#### 文書の抜粋
原発災害シンポジウムについての個人的なメモ

先日、9/18に行われた日本学術会議の公開シンポジウム「原発災害をめぐる科学者の社会的責任」( http://www.scj.go.jp/ja/event/pdf/133-s-1-2.pdf )ですが、

などのまとめがすでに上がっています。また当日配布された資料については、非公式ですがスキャンしたPDFを以下のリンク( http://goo.gl/9ZemR )よりダウンロードすることができます。
このエントリーでは主に、パネリストの1人である唐木英明氏の発言および、氏と他のパネリストとの応答に焦点を当てた形で、わたし個人のメモをまとめたものを記しておきます。
唐木氏の発言に着目した理由ですが、わたしは唐木氏の発言には完全に反対の立場であり、それゆえ、氏の発言については注意して聞く必要がありました。(他のパネリストの方々の発言を聞くときのように「うんうん。そうだよね」とうなずきながら聞くというわけにはいかないので)また、唐木氏vs.他のパネリストというかたちで議論が進むことが多かったため、そのようなやりとりに着目することで重要な部分を抜き出すことができるのではと考えました。

注意!

以下の文章はわたしの断片的なメモと記憶に基づき再構成したものであり、議論の流れを分かりやすくするために編集を行っています。抜け落ちているところもありますし誤りもあるかと思います。ここに書かれた内容を元にパネリストの方々の「言質を取る」のは控えていただきますよう、お願いいたします。
あ、そうだ。あと「こんなことを話し合ってる暇があるなら……」的なコメントはなしということでお願いいたします。

第1部 各パネリストの個別報告における唐木氏の報告

  • タイトルには「安全の科学および先進技術の社会的影響評価」とあるが、時間の関係で前半の「安全の科学」に的を絞る。
  • 【リスクを取り扱うための、管理・評価・コミュニケーションの3要素について】*1
    • 行政と政治(政策決定者)がリスク管理を行う。費用対効果や国民感情などさまざまな要素について検討する必要がある。

#### 元データ
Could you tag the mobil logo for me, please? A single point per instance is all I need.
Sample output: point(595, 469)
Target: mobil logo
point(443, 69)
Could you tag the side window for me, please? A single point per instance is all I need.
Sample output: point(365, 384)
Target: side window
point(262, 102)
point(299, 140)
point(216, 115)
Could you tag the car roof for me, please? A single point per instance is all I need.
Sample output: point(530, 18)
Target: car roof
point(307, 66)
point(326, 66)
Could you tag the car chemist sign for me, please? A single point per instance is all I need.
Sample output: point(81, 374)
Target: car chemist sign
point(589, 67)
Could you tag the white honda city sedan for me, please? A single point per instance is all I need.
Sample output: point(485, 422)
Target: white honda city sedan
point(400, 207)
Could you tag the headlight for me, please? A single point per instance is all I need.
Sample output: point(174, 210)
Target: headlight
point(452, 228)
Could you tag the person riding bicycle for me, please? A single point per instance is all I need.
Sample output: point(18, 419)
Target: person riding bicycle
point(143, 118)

#### 求められる作業
原発災害シンポジウムのメモのうち、「原発災害シンポジウムについての個人的なメモ」から「とめたものを記しておきます。」までの部分を、両端の語句も含めて一字一句そのまま出力してください。

#### 作業の結果
原発災害シンポジウムについての個人的なメモ

先日、9/18に行われた日本学術会議の公開シンポジウム「原発災害をめぐる科学者の社会的責任」( http://www.scj.go.jp/ja/event/pdf/133-s-1-2.pdf )ですが、

などのまとめがすでに上がっています。また当日配布された資料については、非公式ですがスキャンしたPDFを以下のリンク( http://goo.gl/9ZemR )よりダウンロードすることができます。
このエントリーでは主に、パネリストの1人である唐木英明氏の発言および、氏と他のパネリストとの応答に焦点を当てた形で、わたし個人のメモをまとめたものを記しておきます。